### INSTRUCTION
Please list every row below that contains the word "woman", copying each such row in full.

### RECORDS FOR THE TASK
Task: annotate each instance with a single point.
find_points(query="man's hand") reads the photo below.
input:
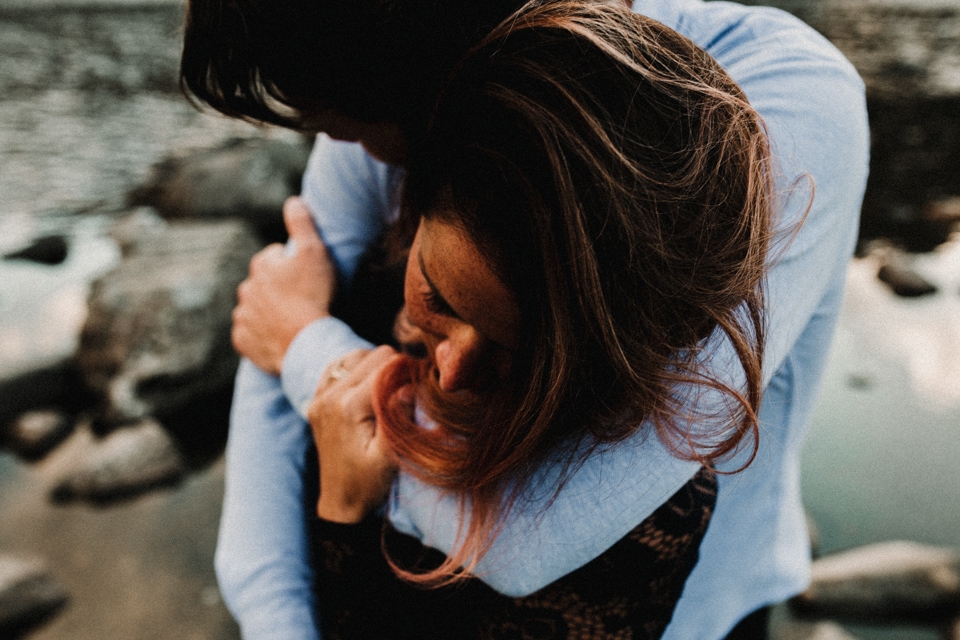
(283, 293)
(356, 464)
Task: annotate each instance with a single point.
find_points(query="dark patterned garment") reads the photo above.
(628, 592)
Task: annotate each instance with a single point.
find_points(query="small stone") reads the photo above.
(127, 462)
(801, 630)
(891, 581)
(50, 250)
(35, 433)
(904, 281)
(28, 595)
(944, 209)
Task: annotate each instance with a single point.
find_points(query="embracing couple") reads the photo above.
(625, 233)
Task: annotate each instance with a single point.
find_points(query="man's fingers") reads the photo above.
(371, 362)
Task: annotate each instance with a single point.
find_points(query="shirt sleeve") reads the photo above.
(262, 545)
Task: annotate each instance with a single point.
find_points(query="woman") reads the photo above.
(257, 58)
(592, 205)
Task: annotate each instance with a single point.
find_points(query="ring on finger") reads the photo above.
(339, 371)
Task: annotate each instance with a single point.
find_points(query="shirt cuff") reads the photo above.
(311, 352)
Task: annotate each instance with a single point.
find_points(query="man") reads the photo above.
(755, 552)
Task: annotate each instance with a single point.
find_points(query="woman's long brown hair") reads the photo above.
(620, 185)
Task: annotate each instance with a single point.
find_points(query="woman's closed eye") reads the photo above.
(435, 303)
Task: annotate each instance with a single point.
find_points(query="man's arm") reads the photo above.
(261, 558)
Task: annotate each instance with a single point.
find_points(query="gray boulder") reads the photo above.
(908, 53)
(42, 311)
(28, 594)
(34, 433)
(157, 336)
(126, 462)
(243, 178)
(891, 581)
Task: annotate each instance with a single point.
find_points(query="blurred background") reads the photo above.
(127, 218)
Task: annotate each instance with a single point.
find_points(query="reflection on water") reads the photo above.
(881, 457)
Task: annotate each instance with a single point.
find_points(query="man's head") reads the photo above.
(299, 63)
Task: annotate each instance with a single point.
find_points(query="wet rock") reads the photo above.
(952, 630)
(801, 630)
(42, 312)
(28, 594)
(157, 336)
(50, 250)
(126, 462)
(897, 272)
(892, 581)
(908, 54)
(34, 433)
(243, 178)
(944, 210)
(904, 281)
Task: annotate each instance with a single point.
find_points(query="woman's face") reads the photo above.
(470, 320)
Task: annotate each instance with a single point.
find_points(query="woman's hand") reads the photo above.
(284, 292)
(356, 464)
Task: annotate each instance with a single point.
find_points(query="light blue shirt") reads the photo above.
(755, 551)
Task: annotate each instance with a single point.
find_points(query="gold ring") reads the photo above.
(338, 372)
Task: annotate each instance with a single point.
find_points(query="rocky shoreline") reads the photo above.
(130, 221)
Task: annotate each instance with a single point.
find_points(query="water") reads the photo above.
(881, 458)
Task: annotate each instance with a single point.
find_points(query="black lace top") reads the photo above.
(628, 592)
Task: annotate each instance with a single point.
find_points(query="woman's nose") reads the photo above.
(458, 358)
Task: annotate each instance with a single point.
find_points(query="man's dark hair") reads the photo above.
(279, 61)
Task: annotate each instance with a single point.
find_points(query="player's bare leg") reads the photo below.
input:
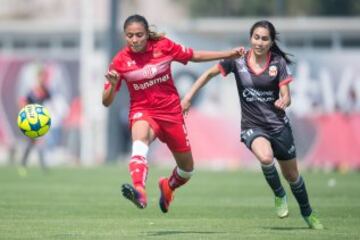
(142, 135)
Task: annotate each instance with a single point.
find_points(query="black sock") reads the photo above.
(272, 178)
(300, 193)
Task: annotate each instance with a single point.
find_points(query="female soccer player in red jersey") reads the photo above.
(155, 111)
(262, 79)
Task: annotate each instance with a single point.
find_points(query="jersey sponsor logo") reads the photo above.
(150, 71)
(242, 65)
(252, 95)
(137, 115)
(157, 54)
(272, 71)
(150, 83)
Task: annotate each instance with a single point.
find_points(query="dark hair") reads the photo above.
(273, 35)
(153, 34)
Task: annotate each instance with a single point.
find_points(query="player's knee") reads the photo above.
(291, 176)
(184, 173)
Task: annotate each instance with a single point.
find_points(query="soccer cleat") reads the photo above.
(313, 222)
(166, 195)
(281, 206)
(135, 195)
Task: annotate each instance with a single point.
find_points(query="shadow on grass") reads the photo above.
(163, 233)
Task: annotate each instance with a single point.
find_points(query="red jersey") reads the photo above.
(149, 80)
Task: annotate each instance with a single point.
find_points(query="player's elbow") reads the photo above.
(106, 102)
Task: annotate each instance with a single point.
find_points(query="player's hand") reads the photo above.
(280, 104)
(185, 105)
(237, 52)
(113, 77)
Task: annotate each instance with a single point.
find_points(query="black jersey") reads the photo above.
(259, 91)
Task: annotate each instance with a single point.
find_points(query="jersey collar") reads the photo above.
(268, 57)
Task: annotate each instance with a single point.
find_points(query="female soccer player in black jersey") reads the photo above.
(262, 79)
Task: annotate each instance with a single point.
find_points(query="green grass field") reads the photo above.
(80, 203)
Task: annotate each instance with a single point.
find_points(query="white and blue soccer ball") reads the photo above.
(34, 120)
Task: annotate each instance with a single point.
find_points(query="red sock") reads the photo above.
(176, 181)
(138, 169)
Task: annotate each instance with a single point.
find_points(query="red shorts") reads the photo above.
(174, 134)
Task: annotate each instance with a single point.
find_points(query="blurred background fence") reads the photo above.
(74, 41)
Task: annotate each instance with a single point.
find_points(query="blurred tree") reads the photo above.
(239, 8)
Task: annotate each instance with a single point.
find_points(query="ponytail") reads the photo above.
(151, 30)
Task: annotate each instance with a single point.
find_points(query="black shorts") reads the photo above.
(282, 143)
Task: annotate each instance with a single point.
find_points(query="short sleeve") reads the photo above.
(226, 66)
(285, 75)
(114, 65)
(178, 52)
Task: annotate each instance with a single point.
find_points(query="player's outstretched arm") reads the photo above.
(198, 84)
(109, 92)
(202, 56)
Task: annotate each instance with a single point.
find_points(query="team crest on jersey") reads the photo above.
(130, 63)
(272, 71)
(150, 71)
(137, 115)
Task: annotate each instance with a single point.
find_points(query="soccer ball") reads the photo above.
(34, 120)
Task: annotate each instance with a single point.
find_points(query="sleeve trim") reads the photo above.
(285, 81)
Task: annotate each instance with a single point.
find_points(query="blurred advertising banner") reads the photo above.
(325, 116)
(17, 77)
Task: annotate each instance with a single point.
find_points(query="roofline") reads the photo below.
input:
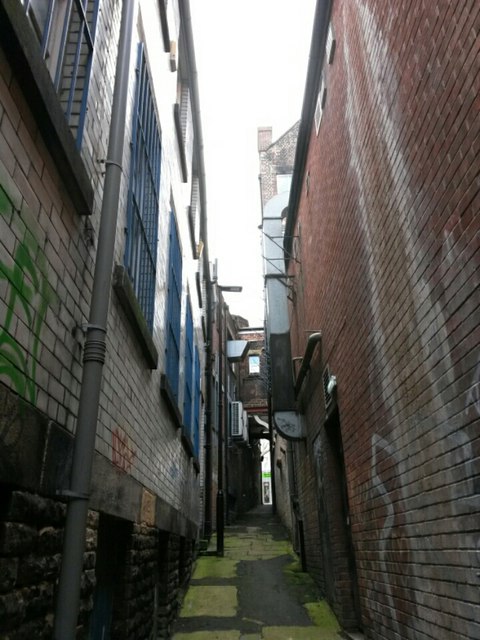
(199, 146)
(314, 74)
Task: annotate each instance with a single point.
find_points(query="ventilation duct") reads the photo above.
(287, 421)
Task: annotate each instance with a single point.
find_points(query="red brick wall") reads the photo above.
(388, 243)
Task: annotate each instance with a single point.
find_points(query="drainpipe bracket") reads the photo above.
(72, 495)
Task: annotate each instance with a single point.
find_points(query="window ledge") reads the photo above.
(124, 290)
(23, 54)
(170, 400)
(181, 144)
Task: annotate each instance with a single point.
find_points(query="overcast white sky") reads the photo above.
(252, 62)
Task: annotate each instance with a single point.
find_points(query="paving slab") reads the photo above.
(256, 591)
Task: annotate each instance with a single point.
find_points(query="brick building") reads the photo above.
(100, 154)
(276, 160)
(381, 248)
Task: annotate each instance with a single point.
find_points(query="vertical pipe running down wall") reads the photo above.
(68, 597)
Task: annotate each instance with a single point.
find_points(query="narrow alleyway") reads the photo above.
(257, 591)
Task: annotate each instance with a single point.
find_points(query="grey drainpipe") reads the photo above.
(68, 597)
(188, 30)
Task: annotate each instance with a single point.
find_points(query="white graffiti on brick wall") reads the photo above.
(473, 395)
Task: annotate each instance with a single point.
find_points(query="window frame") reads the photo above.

### RESPONSE
find_points(query="woman") reads the photo above.
find_points(query="woman's long brown hair") reads the photo above.
find_points(query="woman's closed eye") reads the photo above.
find_points(query="woman's face") reads the photo above.
find_points(query="woman's hand") reads the photo above.
find_points(query="woman's nose") reads the photo above.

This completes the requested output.